Chi invece sta pagando uno scotto drammatico, assieme alla popolazione civile stravolta dalla guerra, è l’Europa, divisa profondamente dal blocco eurasiatico al quale appartiene e con un’economia in crisi profonda. Il modello produttivo basato su fonti energetiche russe a basso costo e spese militari contenute è completamente saltato: crescono prezzi ed inflazione e cala la capacità produttiva. L’Economia tedesca è entrata in recessione ed in tutto il continente europeo la perdita di qualità della vita è palpabile: in Italia più della metà delle Regioni non garantiscono più le cure essenziali. La finanziarizzazione dell’economia portata avanti secondo il modello americano della globalizzazione neoliberista, ha reso il tessuto sociale e produttivo più fragile e la progressiva erosione dei diritti democratici hanno portato alla subalternità del potere politico agli interessi dei capitali privati.

• **Dati forniti**:
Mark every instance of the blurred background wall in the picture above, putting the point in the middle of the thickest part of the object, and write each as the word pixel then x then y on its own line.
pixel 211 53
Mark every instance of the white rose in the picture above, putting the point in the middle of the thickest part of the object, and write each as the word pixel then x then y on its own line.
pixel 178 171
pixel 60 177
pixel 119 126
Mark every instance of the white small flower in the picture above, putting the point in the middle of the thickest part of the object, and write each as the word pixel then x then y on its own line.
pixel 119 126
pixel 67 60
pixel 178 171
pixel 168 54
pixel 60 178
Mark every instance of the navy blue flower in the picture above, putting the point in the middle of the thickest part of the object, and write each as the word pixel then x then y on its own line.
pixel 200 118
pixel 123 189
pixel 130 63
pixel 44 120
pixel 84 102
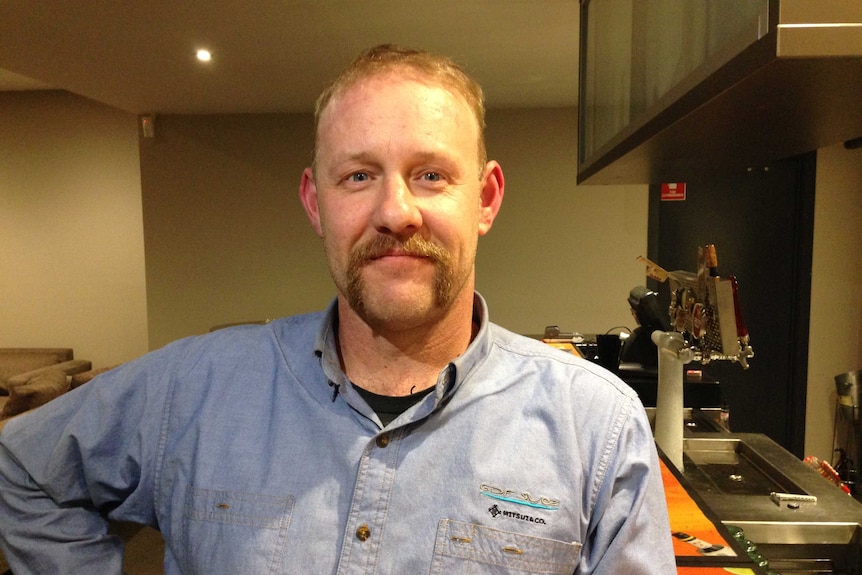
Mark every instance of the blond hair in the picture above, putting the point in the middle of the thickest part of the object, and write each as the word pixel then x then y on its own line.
pixel 425 66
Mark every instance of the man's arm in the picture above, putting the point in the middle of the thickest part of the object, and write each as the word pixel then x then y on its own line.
pixel 630 531
pixel 70 466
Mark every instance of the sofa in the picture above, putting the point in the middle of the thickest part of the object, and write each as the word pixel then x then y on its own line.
pixel 30 377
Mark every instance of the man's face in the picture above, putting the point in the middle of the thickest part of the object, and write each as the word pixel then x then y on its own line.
pixel 399 197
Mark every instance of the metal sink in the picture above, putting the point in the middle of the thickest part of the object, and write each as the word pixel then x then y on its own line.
pixel 798 533
pixel 730 466
pixel 734 476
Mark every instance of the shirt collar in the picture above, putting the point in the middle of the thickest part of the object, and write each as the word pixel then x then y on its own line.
pixel 450 378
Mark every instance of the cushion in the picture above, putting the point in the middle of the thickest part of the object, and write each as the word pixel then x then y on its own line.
pixel 38 391
pixel 14 361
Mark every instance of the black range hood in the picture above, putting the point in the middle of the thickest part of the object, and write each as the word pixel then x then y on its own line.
pixel 795 88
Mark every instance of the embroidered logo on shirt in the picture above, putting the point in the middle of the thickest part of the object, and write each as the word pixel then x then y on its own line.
pixel 519 498
pixel 497 512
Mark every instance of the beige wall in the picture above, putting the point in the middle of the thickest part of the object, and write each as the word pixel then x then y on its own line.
pixel 71 241
pixel 227 240
pixel 836 290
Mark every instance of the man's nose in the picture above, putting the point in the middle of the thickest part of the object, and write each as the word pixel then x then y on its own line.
pixel 397 212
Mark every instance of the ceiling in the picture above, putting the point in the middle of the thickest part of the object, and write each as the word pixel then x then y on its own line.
pixel 276 55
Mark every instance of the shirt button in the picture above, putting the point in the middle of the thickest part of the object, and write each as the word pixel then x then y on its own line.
pixel 363 532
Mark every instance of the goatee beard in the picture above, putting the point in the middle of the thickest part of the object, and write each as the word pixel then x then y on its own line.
pixel 414 246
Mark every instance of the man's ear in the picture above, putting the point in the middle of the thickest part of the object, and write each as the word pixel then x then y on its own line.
pixel 308 196
pixel 491 196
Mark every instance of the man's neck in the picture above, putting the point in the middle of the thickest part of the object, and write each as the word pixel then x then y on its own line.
pixel 401 362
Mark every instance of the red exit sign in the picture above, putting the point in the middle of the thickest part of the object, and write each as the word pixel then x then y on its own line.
pixel 674 192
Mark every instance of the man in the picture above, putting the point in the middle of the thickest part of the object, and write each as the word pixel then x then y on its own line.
pixel 398 432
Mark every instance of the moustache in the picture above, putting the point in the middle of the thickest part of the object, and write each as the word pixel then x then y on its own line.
pixel 382 245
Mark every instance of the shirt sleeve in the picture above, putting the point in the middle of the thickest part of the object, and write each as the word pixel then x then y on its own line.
pixel 629 530
pixel 69 467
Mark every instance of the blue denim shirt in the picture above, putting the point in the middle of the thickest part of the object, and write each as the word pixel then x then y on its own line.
pixel 252 453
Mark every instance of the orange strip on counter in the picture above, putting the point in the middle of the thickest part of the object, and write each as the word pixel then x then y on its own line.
pixel 687 517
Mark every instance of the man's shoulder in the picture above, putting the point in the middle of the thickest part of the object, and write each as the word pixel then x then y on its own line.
pixel 555 366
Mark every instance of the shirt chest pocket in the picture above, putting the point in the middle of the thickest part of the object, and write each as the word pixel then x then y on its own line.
pixel 467 548
pixel 233 532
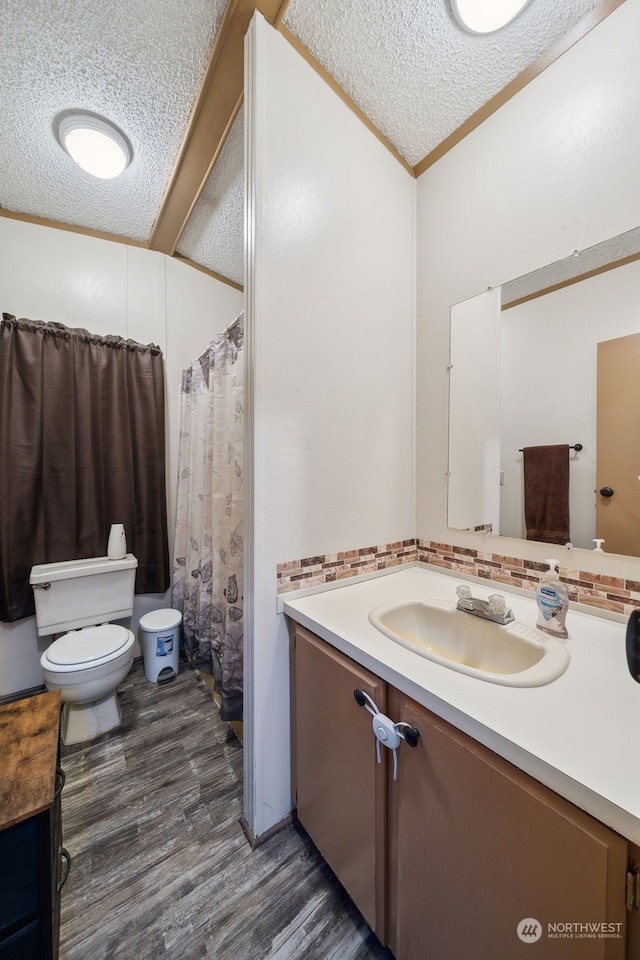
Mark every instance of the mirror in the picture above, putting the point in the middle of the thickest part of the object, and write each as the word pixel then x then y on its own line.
pixel 550 338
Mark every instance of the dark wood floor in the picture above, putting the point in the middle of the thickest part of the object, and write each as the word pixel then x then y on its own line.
pixel 160 865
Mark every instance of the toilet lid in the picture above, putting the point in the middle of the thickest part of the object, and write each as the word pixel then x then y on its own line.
pixel 90 643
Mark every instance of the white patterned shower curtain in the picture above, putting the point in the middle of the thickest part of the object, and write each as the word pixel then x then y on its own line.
pixel 207 581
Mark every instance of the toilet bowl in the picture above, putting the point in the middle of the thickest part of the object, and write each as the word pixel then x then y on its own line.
pixel 87 666
pixel 77 602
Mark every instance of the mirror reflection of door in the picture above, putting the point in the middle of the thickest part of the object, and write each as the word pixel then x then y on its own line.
pixel 618 445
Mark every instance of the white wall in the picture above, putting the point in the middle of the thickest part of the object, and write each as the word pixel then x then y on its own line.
pixel 108 288
pixel 554 170
pixel 330 331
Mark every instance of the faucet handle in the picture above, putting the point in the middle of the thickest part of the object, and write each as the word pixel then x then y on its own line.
pixel 497 604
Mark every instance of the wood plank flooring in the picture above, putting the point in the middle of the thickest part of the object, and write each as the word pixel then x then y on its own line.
pixel 161 869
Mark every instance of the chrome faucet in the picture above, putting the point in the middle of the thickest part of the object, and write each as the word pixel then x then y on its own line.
pixel 494 608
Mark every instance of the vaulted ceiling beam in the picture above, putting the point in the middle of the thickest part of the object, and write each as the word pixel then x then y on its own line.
pixel 214 111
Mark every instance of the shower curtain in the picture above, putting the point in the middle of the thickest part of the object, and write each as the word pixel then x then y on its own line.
pixel 207 571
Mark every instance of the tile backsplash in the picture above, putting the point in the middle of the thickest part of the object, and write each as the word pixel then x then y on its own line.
pixel 607 593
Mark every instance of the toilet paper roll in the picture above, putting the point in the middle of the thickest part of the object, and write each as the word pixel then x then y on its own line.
pixel 117 545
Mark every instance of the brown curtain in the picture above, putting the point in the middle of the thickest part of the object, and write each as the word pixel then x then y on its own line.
pixel 81 447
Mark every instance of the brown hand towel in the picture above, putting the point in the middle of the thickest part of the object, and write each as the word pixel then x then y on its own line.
pixel 546 493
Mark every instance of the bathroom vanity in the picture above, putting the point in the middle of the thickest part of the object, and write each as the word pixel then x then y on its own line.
pixel 510 804
pixel 33 862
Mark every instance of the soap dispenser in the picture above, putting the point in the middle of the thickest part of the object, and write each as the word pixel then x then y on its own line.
pixel 553 602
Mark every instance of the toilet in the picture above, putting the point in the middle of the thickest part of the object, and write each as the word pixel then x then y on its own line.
pixel 76 602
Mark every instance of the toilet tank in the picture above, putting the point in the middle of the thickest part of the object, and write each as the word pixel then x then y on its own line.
pixel 82 593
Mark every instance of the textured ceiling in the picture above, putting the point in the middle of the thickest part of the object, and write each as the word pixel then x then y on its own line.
pixel 405 63
pixel 138 63
pixel 410 67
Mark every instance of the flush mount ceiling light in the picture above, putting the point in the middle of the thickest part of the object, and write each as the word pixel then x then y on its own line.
pixel 485 16
pixel 95 144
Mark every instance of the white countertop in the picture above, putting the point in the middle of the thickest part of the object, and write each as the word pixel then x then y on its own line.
pixel 579 735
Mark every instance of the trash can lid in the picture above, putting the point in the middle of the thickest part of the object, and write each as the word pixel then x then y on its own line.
pixel 160 619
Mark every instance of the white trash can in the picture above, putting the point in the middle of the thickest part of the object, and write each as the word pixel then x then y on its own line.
pixel 161 644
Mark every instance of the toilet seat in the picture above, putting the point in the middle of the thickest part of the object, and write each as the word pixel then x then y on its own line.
pixel 81 649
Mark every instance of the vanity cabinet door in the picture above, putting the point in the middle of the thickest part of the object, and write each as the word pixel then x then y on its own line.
pixel 477 846
pixel 339 788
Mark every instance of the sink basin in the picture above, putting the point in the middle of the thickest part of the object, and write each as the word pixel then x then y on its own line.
pixel 514 655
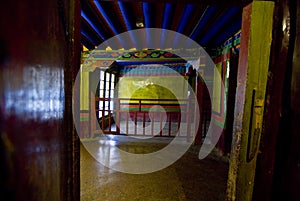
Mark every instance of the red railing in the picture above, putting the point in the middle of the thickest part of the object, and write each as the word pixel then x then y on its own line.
pixel 144 117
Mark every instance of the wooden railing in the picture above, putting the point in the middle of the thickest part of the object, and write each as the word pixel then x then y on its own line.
pixel 144 117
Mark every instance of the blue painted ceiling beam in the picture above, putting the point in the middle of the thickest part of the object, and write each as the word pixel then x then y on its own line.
pixel 168 14
pixel 232 29
pixel 89 39
pixel 208 13
pixel 127 22
pixel 147 15
pixel 125 15
pixel 101 35
pixel 147 20
pixel 218 25
pixel 166 24
pixel 106 17
pixel 188 11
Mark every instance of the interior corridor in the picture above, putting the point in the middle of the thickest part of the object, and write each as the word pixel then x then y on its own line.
pixel 187 179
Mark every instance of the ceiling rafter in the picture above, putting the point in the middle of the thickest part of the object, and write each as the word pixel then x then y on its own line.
pixel 205 22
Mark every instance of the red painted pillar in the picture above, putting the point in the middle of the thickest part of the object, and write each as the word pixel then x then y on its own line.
pixel 37 68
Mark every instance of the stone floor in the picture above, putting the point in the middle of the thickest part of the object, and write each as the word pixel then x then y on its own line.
pixel 188 179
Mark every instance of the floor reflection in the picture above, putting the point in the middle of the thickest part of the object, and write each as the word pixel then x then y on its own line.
pixel 187 179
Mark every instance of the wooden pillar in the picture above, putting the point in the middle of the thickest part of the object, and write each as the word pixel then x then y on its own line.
pixel 250 97
pixel 275 108
pixel 39 147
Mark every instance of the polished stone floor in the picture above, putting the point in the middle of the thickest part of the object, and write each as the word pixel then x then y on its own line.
pixel 188 179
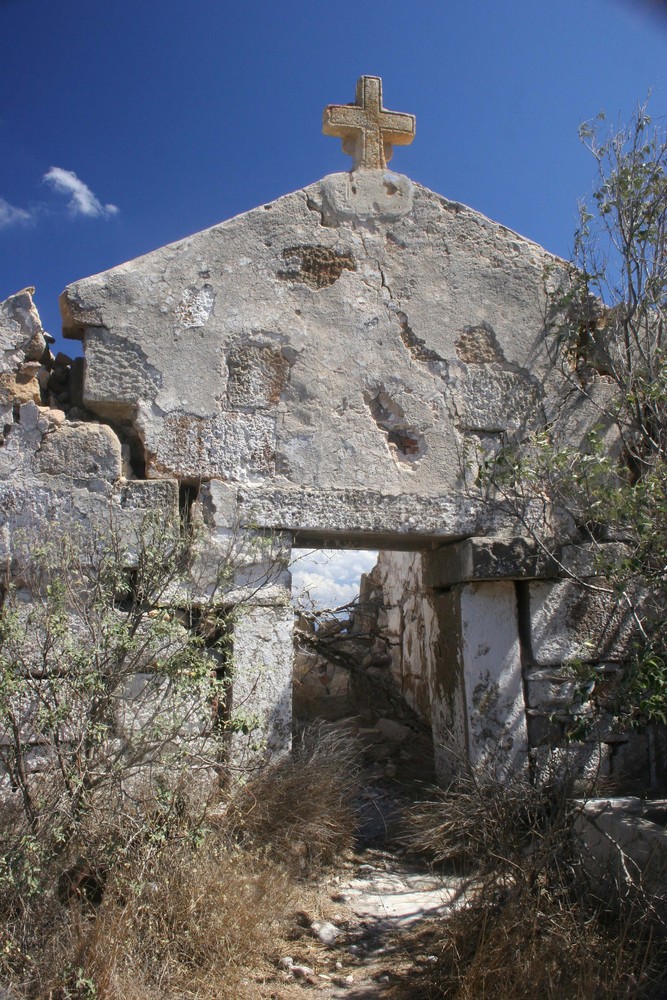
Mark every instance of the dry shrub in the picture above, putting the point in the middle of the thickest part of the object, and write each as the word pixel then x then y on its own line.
pixel 198 921
pixel 528 922
pixel 188 904
pixel 301 810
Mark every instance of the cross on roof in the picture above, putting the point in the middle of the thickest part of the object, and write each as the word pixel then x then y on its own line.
pixel 367 130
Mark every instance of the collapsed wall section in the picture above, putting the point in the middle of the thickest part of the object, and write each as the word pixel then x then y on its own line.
pixel 69 496
pixel 487 638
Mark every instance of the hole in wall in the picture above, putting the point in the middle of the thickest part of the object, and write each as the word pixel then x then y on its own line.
pixel 188 494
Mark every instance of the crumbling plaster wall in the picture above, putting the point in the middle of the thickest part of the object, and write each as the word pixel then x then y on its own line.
pixel 337 357
pixel 485 636
pixel 330 366
pixel 65 474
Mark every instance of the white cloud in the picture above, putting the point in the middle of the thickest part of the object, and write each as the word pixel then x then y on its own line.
pixel 10 215
pixel 329 578
pixel 82 201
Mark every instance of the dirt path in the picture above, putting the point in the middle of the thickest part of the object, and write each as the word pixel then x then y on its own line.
pixel 379 896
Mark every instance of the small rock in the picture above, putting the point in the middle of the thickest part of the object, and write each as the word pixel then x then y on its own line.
pixel 325 931
pixel 302 971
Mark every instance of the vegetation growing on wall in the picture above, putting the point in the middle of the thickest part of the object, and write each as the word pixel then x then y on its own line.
pixel 609 337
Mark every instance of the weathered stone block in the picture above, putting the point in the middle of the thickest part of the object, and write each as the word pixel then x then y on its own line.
pixel 82 452
pixel 261 700
pixel 549 691
pixel 569 623
pixel 590 560
pixel 477 559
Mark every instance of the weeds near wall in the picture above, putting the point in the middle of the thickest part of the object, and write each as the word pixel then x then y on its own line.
pixel 530 922
pixel 127 870
pixel 606 324
pixel 190 902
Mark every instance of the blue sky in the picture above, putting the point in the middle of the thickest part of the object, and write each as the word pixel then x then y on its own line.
pixel 130 124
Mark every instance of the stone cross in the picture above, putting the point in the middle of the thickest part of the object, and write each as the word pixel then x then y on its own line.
pixel 367 130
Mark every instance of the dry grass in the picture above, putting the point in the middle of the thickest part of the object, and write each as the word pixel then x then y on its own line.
pixel 530 923
pixel 196 907
pixel 301 810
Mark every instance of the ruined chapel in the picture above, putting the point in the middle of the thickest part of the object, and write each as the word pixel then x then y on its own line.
pixel 331 369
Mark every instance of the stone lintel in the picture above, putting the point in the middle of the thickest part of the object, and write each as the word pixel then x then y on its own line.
pixel 367 517
pixel 484 559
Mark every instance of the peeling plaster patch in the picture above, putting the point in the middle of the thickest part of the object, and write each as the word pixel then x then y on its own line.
pixel 316 266
pixel 492 401
pixel 416 345
pixel 258 373
pixel 195 307
pixel 117 362
pixel 235 446
pixel 478 345
pixel 490 394
pixel 404 443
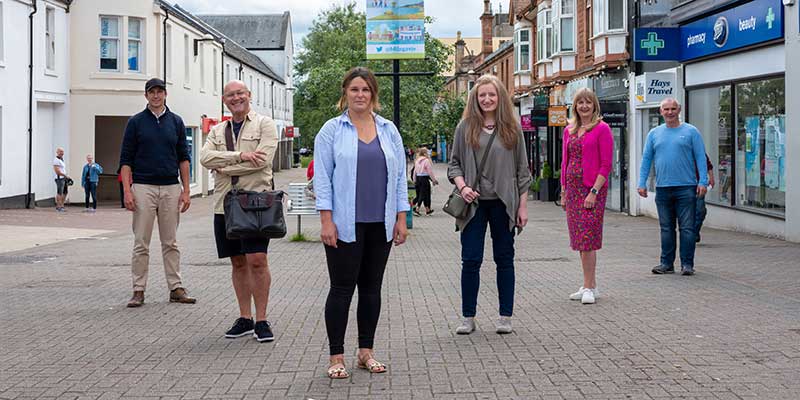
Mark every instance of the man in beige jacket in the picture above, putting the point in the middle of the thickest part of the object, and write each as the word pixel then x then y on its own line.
pixel 255 140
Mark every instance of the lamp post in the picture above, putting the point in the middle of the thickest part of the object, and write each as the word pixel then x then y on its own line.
pixel 206 38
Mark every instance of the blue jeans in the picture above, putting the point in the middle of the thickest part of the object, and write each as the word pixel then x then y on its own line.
pixel 699 214
pixel 677 203
pixel 90 188
pixel 493 213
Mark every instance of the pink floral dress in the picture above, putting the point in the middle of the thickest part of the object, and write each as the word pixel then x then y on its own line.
pixel 585 224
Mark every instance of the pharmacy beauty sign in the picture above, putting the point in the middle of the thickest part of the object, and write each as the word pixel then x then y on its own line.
pixel 395 29
pixel 751 23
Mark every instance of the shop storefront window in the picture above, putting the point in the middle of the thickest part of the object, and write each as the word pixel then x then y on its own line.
pixel 710 112
pixel 760 145
pixel 743 127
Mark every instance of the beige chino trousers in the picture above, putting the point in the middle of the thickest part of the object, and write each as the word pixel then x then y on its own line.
pixel 154 201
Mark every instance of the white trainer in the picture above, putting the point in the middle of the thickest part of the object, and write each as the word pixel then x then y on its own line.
pixel 588 296
pixel 467 326
pixel 504 325
pixel 579 294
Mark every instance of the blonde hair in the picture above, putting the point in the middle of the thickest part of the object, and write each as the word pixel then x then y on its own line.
pixel 367 76
pixel 575 120
pixel 506 124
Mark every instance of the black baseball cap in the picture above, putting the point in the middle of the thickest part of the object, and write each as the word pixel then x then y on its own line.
pixel 155 82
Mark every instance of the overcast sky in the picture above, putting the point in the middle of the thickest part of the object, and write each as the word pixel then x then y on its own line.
pixel 450 15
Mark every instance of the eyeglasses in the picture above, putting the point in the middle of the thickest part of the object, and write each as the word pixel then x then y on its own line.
pixel 237 93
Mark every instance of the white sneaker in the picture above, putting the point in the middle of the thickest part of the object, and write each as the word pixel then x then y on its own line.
pixel 504 325
pixel 588 296
pixel 579 294
pixel 467 326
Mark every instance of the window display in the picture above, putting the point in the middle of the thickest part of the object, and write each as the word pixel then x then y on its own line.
pixel 749 166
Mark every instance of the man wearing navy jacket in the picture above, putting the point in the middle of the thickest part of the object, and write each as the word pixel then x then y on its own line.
pixel 154 149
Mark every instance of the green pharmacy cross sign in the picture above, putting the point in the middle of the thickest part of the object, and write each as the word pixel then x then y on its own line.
pixel 656 44
pixel 652 44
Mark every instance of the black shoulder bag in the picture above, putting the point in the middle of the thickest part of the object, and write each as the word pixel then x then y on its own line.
pixel 456 206
pixel 252 215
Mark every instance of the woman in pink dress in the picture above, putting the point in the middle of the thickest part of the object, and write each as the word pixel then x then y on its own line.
pixel 587 152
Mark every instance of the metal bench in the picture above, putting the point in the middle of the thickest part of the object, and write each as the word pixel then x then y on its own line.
pixel 300 203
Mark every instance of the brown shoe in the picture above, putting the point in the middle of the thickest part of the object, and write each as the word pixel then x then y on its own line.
pixel 137 300
pixel 179 296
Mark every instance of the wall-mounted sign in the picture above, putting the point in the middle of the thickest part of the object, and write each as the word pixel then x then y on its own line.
pixel 556 95
pixel 748 24
pixel 557 116
pixel 751 23
pixel 539 117
pixel 526 122
pixel 615 114
pixel 652 87
pixel 656 44
pixel 395 29
pixel 613 85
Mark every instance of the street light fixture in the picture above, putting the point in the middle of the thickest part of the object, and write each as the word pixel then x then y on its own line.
pixel 207 37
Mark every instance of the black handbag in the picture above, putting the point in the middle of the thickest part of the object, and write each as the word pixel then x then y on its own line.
pixel 456 206
pixel 249 214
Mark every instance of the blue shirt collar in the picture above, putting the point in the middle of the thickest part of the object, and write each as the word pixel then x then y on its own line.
pixel 378 119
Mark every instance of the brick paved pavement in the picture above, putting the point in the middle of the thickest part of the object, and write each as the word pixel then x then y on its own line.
pixel 732 331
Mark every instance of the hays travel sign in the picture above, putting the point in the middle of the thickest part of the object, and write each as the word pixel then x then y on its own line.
pixel 748 24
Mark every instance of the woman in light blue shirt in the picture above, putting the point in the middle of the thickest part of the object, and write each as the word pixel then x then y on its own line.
pixel 362 197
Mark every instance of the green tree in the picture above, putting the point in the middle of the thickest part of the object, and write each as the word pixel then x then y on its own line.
pixel 446 115
pixel 335 43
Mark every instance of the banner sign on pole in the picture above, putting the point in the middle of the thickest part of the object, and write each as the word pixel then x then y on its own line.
pixel 395 29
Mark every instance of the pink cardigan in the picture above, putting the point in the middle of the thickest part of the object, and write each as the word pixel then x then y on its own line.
pixel 598 152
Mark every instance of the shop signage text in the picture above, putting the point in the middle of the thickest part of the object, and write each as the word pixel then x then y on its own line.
pixel 557 116
pixel 748 24
pixel 396 29
pixel 751 23
pixel 652 87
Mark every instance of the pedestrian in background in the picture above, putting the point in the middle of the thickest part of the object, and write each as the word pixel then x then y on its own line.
pixel 247 167
pixel 154 150
pixel 60 169
pixel 423 177
pixel 678 153
pixel 587 152
pixel 502 193
pixel 362 197
pixel 90 176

• **Compito scritto A**: Nell'estratto sulla crisi economica europea, quali grandezze economiche crescono o calano? Indicale tutte.
• **Compito scritto B**: Prosegui l'estratto sulla crisi economica europea a partire dalla sua ultima frase.
Per questo lavoro le righe non sono necessarie.

• **Risultato esercizio A**: Crescono i prezzi e l'inflazione; cala la capacità produttiva.

• **Risultato esercizio B**:
Per questa via, si aprirà in Europa un lungo inverno dei diritti e dello sviluppo, con la distruzione di quanto costruito, faticosamente, dal dopoguerra. Ecco perché la discussione sul futuro della guerra in Ucraina, in questo secondo anniversario, resta centrale. Perché siamo ancora in tempo per scegliere di appoggiare la linea della maggioranza dei paesi del mondo e smetterla con questa insensata nuova guerra fredda. Il nostro futuro, si gioca ora.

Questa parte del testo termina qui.